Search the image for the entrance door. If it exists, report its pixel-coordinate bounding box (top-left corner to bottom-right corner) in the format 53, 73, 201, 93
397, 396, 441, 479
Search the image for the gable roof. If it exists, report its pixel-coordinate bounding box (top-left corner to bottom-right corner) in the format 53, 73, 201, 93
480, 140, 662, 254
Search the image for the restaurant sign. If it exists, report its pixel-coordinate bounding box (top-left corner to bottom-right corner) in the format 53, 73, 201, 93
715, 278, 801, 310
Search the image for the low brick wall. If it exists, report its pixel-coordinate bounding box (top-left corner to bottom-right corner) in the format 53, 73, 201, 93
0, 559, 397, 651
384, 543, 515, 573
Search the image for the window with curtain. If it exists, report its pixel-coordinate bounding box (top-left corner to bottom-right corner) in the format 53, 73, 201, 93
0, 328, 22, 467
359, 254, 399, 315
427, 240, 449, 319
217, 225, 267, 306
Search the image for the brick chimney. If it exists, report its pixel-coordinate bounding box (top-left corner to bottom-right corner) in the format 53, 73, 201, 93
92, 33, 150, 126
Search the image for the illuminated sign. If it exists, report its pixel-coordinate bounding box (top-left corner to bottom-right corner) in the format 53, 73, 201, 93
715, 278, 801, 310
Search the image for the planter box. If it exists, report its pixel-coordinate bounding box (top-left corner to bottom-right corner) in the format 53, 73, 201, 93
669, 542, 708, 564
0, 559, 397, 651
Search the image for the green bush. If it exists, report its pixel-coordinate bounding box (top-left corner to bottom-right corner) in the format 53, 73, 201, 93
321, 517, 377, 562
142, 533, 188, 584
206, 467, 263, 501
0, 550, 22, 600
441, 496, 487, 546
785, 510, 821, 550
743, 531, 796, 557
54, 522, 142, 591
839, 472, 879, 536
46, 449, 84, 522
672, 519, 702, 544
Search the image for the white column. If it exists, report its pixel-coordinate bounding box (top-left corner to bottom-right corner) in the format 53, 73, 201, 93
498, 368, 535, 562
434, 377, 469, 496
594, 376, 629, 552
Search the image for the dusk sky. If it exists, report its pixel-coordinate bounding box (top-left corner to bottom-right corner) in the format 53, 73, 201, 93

================================

Work required: Return, word for word, each line from the line that contains "Search the image for the illuminated" to the end of the listing above; include both end lines and nothing else.

Task response:
Search the image for the illuminated sign. If it exists, report its pixel-coordinate bounding box (top-left corner to bottom-right corner) in the format 53, 73, 201, 93
715, 278, 801, 310
Search the image for the planter box. If it exists, report its pixel-coordinate bounding box (top-left corner to bottom-right corner) in the format 53, 73, 201, 93
669, 542, 708, 564
0, 559, 397, 651
Search the image for the green bush. If it exists, report its pixel-coordinate bounding box (top-left corner to bottom-right corner) in the format 53, 73, 201, 93
321, 517, 377, 562
142, 533, 188, 584
206, 467, 263, 501
0, 550, 22, 600
441, 496, 487, 546
785, 510, 821, 550
743, 531, 796, 557
54, 522, 142, 591
839, 472, 879, 536
46, 449, 84, 522
672, 519, 702, 544
Search the image for the white column. If it exists, report its pixel-coordinate bounding box (top-left corner to bottom-right corner) in the format 53, 73, 201, 93
498, 368, 535, 562
434, 377, 469, 496
594, 376, 629, 552
Search the image for the dusk sky. If it exists, report its pixel-coordinate bounding box (top-left corner to bottom-right corner) in the format 53, 73, 201, 93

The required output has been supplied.